▶ **QUOTED TEXT**
________________________
For this to make sense, X_n >= 0 and Y_n >= 0. I assume your
lim_{n->infty} X_n/Y_n = 1 is meant to be true almost surely. Then
it is indeed true that Prob(|X_n/Y_n - 1| > 1 infinitely often) = 0,
but it's better to use, say, Prob(|X_n/Y_n - 1| > 1/2 infinitely often).
In particular, with probability 1, 2/3 X_n < Y_n < 2 X_n for all
sufficiently large n, and when this is true sum_n X_n < infty iff
sum_n Y_n < infinity. There's no need to use Borel-Cantelli.
--
Robert Israel isr...@math.MyUniversitysInitials.ca
Department of Mathematics http://www.math.ubc.ca/~israel
University of British Columbia Vancouver, BC, Canada
Thanks for your help Dr. Israel. I was trying to show that the Prob(|
X_n/Y_n - 1| > 1/2 infinitely often) is true for any 1/n but used the
same subscript 'n' and ran into some trouble. After realizing it
should just be a fixed constant k, everything worked out fine. I
guess I just need to look more carefully at when b-c is really
necessary, especially after doing a problem on finding bounds for the
cdf using b-c lemma. Thanks again!
________________________
(Dataset records)
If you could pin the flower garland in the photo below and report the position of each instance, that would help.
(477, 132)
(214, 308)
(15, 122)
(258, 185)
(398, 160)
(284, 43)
________________________
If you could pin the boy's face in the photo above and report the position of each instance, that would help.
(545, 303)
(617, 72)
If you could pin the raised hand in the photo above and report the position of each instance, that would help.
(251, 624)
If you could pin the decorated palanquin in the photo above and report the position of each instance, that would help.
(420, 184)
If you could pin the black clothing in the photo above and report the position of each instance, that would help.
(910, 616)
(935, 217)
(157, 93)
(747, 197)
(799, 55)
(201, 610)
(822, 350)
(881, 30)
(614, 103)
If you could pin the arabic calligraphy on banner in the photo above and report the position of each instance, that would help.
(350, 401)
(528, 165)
________________________
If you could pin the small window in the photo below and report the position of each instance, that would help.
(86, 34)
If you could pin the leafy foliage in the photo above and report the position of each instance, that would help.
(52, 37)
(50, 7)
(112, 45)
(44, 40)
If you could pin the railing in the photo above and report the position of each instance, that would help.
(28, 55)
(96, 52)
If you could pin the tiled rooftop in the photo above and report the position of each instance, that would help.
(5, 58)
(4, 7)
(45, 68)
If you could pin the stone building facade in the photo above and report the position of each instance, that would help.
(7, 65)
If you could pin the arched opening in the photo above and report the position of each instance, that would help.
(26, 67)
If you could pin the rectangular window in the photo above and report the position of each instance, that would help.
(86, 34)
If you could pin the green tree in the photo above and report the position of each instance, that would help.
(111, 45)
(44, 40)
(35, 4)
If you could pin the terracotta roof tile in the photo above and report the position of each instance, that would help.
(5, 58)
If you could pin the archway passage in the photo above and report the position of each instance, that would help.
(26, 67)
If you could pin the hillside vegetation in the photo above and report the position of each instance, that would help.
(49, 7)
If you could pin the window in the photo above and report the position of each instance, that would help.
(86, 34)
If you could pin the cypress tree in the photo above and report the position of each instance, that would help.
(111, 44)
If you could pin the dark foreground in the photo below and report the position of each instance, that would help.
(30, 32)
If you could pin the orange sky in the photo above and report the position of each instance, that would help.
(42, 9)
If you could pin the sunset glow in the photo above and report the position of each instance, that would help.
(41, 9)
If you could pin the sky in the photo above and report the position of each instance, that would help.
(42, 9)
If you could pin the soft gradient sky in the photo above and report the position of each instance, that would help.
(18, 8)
________________________
▶ **WRITTEN EXERCISE 1**
In the forum thread, which lemma is said to be unnecessary for the argument?
▶ **WRITTEN EXERCISE 2**
Reproduce a passage of the forum thread word for word, starting at the words "For this to" and ending after the words "1/2 infinitely often).".
Work from the forum thread alone.

▶ **RESPONSE 1**
Borel-Cantelli.

▶ **RESPONSE 2**
For this to make sense, X_n >= 0 and Y_n >= 0. I assume your
lim_{n->infty} X_n/Y_n = 1 is meant to be true almost surely. Then
it is indeed true that Prob(|X_n/Y_n - 1| > 1 infinitely often) = 0,
but it's better to use, say, Prob(|X_n/Y_n - 1| > 1/2 infinitely often).